Records provided:
- - - -

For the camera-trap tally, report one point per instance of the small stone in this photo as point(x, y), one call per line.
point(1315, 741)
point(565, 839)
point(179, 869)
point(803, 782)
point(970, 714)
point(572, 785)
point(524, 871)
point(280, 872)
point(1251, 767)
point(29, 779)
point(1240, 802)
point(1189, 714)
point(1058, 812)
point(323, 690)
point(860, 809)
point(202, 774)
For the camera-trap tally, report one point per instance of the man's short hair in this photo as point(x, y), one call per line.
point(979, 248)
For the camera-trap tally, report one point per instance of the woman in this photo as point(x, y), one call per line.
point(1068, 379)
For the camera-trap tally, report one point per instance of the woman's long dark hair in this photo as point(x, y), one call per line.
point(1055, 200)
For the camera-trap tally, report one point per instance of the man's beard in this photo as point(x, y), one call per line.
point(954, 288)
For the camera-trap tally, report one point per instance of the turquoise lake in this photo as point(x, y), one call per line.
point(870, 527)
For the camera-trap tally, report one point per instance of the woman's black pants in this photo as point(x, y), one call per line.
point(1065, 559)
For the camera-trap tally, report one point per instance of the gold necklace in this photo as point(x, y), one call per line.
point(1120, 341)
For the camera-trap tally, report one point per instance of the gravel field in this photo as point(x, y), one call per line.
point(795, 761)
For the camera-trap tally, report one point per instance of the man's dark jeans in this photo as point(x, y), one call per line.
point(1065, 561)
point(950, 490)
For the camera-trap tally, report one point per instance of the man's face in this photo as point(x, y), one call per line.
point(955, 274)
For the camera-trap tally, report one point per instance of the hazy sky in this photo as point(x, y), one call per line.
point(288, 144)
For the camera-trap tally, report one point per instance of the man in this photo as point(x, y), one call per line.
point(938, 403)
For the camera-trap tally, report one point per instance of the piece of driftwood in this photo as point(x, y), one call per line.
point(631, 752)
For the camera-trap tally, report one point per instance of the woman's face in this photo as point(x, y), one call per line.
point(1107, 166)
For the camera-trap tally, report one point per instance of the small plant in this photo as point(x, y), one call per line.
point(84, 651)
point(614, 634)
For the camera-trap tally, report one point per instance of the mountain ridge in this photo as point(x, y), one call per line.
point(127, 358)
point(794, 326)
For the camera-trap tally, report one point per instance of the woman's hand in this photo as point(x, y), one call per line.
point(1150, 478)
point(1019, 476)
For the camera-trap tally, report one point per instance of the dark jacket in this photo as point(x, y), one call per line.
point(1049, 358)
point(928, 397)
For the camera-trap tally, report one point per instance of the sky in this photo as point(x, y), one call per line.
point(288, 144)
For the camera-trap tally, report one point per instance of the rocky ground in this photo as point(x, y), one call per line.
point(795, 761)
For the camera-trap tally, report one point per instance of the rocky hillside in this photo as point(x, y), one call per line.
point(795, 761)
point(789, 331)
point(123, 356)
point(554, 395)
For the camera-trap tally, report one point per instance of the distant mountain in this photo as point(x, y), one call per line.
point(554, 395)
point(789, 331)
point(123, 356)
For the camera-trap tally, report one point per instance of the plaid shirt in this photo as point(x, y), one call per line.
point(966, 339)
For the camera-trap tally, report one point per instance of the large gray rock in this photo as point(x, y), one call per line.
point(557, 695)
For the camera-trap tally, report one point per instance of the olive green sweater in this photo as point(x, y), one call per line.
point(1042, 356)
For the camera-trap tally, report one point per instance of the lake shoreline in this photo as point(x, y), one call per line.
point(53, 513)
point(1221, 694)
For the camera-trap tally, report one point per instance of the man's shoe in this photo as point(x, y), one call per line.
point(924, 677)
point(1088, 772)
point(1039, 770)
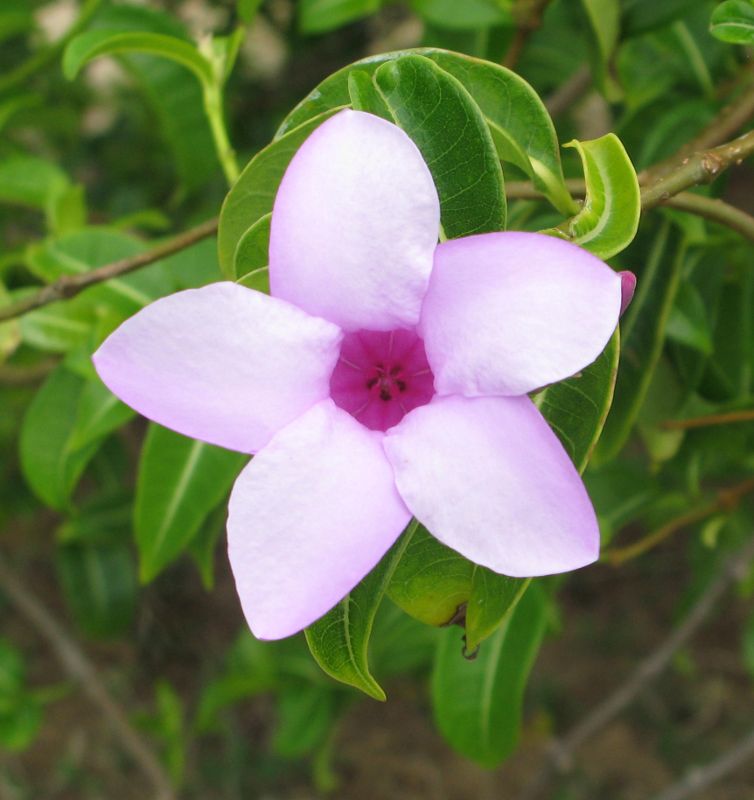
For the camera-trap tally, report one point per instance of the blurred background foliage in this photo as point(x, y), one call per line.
point(148, 681)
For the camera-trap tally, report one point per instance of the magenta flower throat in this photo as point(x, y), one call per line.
point(385, 376)
point(381, 376)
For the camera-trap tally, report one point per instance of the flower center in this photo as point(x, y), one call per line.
point(381, 376)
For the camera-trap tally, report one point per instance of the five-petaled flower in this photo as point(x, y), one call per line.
point(386, 376)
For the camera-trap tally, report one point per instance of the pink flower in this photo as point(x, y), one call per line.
point(385, 377)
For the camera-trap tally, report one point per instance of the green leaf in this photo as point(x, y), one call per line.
point(93, 247)
point(59, 327)
point(31, 181)
point(253, 194)
point(253, 250)
point(339, 641)
point(10, 332)
point(447, 126)
point(180, 482)
point(477, 704)
point(733, 22)
point(431, 582)
point(436, 585)
point(521, 128)
point(51, 466)
point(609, 218)
point(95, 43)
point(318, 16)
point(99, 586)
point(469, 15)
point(577, 408)
point(643, 335)
point(99, 414)
point(688, 323)
point(492, 599)
point(173, 94)
point(603, 17)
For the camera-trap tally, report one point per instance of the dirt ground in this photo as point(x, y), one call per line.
point(693, 713)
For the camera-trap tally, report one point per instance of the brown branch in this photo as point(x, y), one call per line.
point(71, 285)
point(707, 207)
point(11, 375)
point(81, 670)
point(726, 500)
point(746, 415)
point(730, 120)
point(700, 778)
point(561, 753)
point(701, 167)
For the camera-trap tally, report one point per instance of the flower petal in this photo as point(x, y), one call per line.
point(488, 478)
point(309, 517)
point(224, 364)
point(507, 313)
point(355, 225)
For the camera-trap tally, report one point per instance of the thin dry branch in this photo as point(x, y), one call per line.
point(71, 285)
point(728, 418)
point(81, 670)
point(725, 501)
point(560, 754)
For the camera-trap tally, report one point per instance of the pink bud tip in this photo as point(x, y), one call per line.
point(627, 289)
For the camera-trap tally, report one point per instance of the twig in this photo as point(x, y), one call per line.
point(700, 778)
point(746, 415)
point(70, 285)
point(561, 753)
point(701, 167)
point(83, 672)
point(726, 500)
point(714, 210)
point(730, 119)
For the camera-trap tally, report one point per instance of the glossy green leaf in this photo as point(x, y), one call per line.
point(447, 126)
point(339, 641)
point(99, 585)
point(318, 16)
point(95, 43)
point(431, 582)
point(180, 482)
point(577, 408)
point(492, 599)
point(733, 22)
point(253, 250)
point(643, 333)
point(521, 128)
point(477, 704)
point(51, 466)
point(253, 194)
point(609, 218)
point(99, 414)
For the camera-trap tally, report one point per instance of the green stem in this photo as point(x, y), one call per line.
point(213, 107)
point(49, 54)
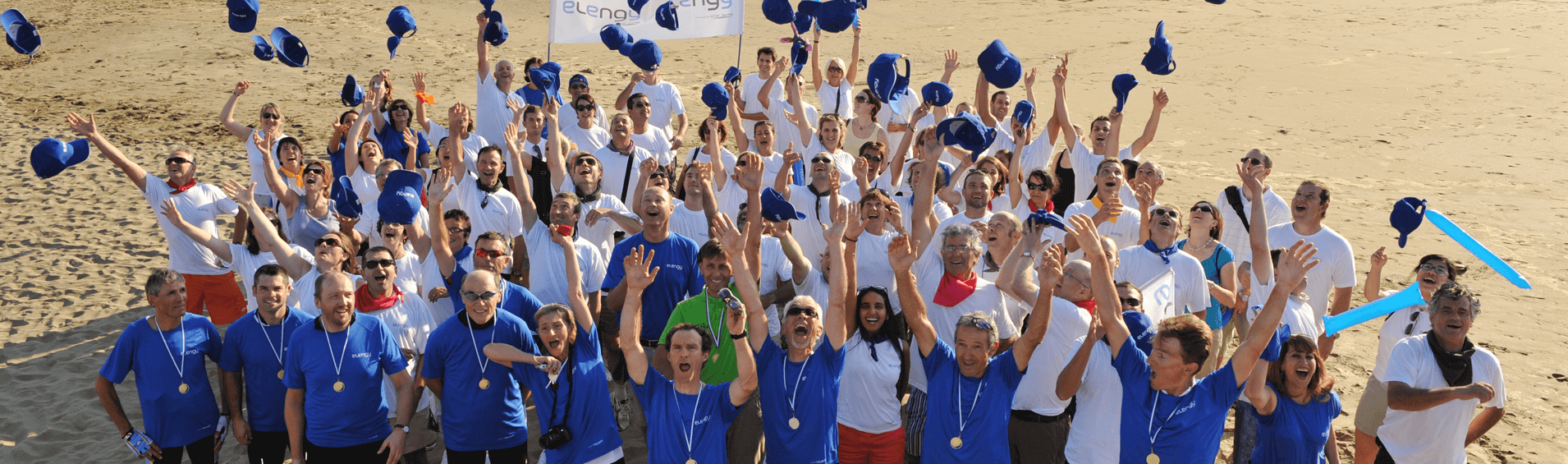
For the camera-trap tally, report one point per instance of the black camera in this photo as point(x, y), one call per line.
point(556, 438)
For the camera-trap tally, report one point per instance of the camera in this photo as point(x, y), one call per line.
point(556, 438)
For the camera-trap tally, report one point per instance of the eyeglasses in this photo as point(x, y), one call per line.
point(479, 296)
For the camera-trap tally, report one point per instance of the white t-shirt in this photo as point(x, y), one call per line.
point(869, 388)
point(548, 265)
point(1139, 265)
point(665, 99)
point(1435, 434)
point(617, 172)
point(1235, 236)
point(199, 206)
point(1121, 229)
point(1336, 265)
point(1097, 433)
point(488, 212)
point(1038, 389)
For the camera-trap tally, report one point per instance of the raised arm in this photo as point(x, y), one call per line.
point(88, 129)
point(226, 115)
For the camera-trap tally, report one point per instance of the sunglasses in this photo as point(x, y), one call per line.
point(479, 296)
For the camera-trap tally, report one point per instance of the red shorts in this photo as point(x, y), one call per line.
point(217, 296)
point(858, 447)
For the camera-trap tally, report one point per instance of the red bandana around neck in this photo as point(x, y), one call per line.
point(365, 303)
point(954, 289)
point(182, 189)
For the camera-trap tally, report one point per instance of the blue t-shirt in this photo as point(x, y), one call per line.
point(585, 397)
point(172, 419)
point(392, 146)
point(1295, 433)
point(985, 419)
point(816, 403)
point(256, 348)
point(678, 278)
point(477, 419)
point(358, 414)
point(1189, 425)
point(670, 420)
point(515, 300)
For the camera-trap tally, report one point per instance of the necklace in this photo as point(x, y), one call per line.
point(179, 365)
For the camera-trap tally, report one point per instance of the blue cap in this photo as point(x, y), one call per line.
point(665, 16)
point(644, 53)
point(717, 99)
point(885, 80)
point(778, 11)
point(291, 51)
point(262, 51)
point(344, 198)
point(401, 22)
point(1121, 85)
point(1001, 68)
point(496, 29)
point(401, 201)
point(836, 16)
point(353, 94)
point(966, 131)
point(1142, 329)
point(1407, 217)
point(242, 15)
point(53, 155)
point(937, 93)
point(617, 38)
point(1159, 60)
point(777, 209)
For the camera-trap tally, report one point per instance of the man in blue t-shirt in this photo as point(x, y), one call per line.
point(334, 407)
point(1167, 412)
point(167, 350)
point(253, 351)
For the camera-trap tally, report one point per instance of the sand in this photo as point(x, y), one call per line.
point(1447, 101)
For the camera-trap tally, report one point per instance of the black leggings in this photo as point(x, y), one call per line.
point(201, 453)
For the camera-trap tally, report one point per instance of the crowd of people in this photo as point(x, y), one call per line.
point(714, 303)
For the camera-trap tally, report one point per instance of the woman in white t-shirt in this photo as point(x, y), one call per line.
point(833, 96)
point(1432, 272)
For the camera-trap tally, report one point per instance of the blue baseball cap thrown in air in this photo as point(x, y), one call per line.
point(1159, 60)
point(1001, 68)
point(777, 209)
point(242, 15)
point(937, 93)
point(717, 99)
point(1121, 85)
point(1407, 217)
point(291, 51)
point(53, 155)
point(401, 196)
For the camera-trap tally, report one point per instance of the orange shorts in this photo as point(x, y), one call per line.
point(217, 296)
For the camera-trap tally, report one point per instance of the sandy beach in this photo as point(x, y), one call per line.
point(1446, 101)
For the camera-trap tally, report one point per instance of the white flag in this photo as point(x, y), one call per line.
point(579, 21)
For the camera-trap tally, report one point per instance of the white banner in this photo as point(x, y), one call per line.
point(579, 21)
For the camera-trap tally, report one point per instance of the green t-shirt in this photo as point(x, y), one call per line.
point(699, 310)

- - - -

Write out word for word only the lines from the one with "the sand in" to the end of the material, both ends included.

For the camera-trap tally, report one point per instance of the sand in this photo as point(x, y), one call per line.
point(1447, 101)
For the camera-trap tally, report one point per instance of the black leggings in this photo as point(x, y), one call per line.
point(201, 453)
For the camera-trap tally, report one point per instance of the crowd of people in this photo as point(x, y), one call per line.
point(714, 303)
For the camera-trap tally, report one point per instance of the woman in white t-shirt in this photo as point(x, y), one call per line.
point(833, 96)
point(1432, 272)
For the camera-trap tally, report one point per instance of the blue baseball cap thrown in air in this photo as point(x, y), one call per line.
point(1159, 60)
point(1001, 68)
point(777, 209)
point(242, 15)
point(937, 93)
point(717, 99)
point(1121, 85)
point(1407, 217)
point(291, 51)
point(53, 155)
point(401, 196)
For the camera-trap tally, report one point per instance of the orange shorts in this photo as point(x, y), one call per line.
point(217, 296)
For the camera-trap tally, report one point per instance of the sandy beach in this photo as point(x, y), one call per line.
point(1446, 101)
For the camera-trap tally, report one point per instance of the white flag in this photo as point(x, y), one call per line.
point(579, 21)
For the camera-trap tally, report one point per instance of the white banner in this photo as point(x, y), one call per line.
point(579, 21)
For the camera-trap tally, report one point per instance of the green t-shirt in this photo as point(x, y), one call per line.
point(699, 310)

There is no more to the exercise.